Sequential firing is only for OEM. It is for emissions reasons because it is cleaner at idle, but you don't need it and in fact is actually detrimental for performance applications.

There are no injectors made that can keep up with a V8 much over 3,000 rpm if sequentially fired.

Batch fired isn't as clean at idle since there is unburned fuel momentarily sitting on the closed intake valve. It is also slightly susceptible to fuel reversion as a result but nothing like carbs create on an IR manifold.



An interesting side effect to EFI is it calms down the idle on radical or marginal cams. In fact, the largest complaint against switching from carbs to efi is that the engine looses much of the rumpy-rump idle the long overlap cam creates.



The horse power is a function of how much atomized air the engine can pump. EFI does not increase that but particularly in eight stacks it distributes it evenly.

Sequential port fuel injection produces the same amount of power at wide open throttle as bank fired fuel injection. Sequential port does produce better fuel mileage and is smoother through most of the rpm range.  I have run my engine both ways and it runs much better in sequential mode. My engine is also making about 550 horsepower at the flywheel and was tuned on an engine dyno. At idle, the big hydraulic roller camshaft still has of lope, although perhaps not as much as it would if I was using a carburetor.

Data block ::
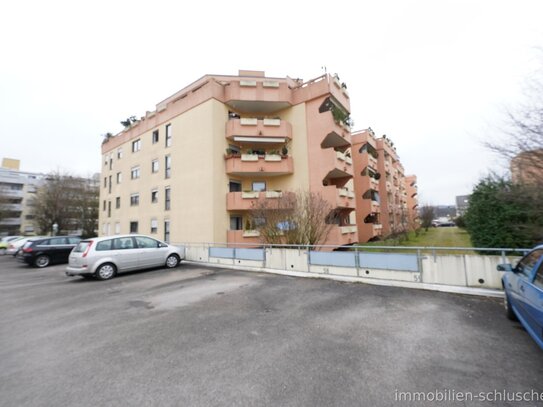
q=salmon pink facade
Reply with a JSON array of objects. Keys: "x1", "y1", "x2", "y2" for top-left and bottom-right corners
[{"x1": 100, "y1": 71, "x2": 359, "y2": 246}]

Short exercise A :: List every advantage that the fuel injection text credits to sequential firing or sequential port injection.
Short exercise B :: Repeat the stretch of the fuel injection text from "Sequential firing is" through "overlap cam creates.", word for word.

Written answer A ::
- Cleaner at idle, for emissions reasons
- Better fuel mileage
- Smoother through most of the rpm range
- Makes the writer's engine run much better than the other way

Written answer B ::
Sequential firing is only for OEM. It is for emissions reasons because it is cleaner at idle, but you don't need it and in fact is actually detrimental for performance applications.

There are no injectors made that can keep up with a V8 much over 3,000 rpm if sequentially fired.

Batch fired isn't as clean at idle since there is unburned fuel momentarily sitting on the closed intake valve. It is also slightly susceptible to fuel reversion as a result but nothing like carbs create on an IR manifold.



An interesting side effect to EFI is it calms down the idle on radical or marginal cams. In fact, the largest complaint against switching from carbs to efi is that the engine looses much of the rumpy-rump idle the long overlap cam creates.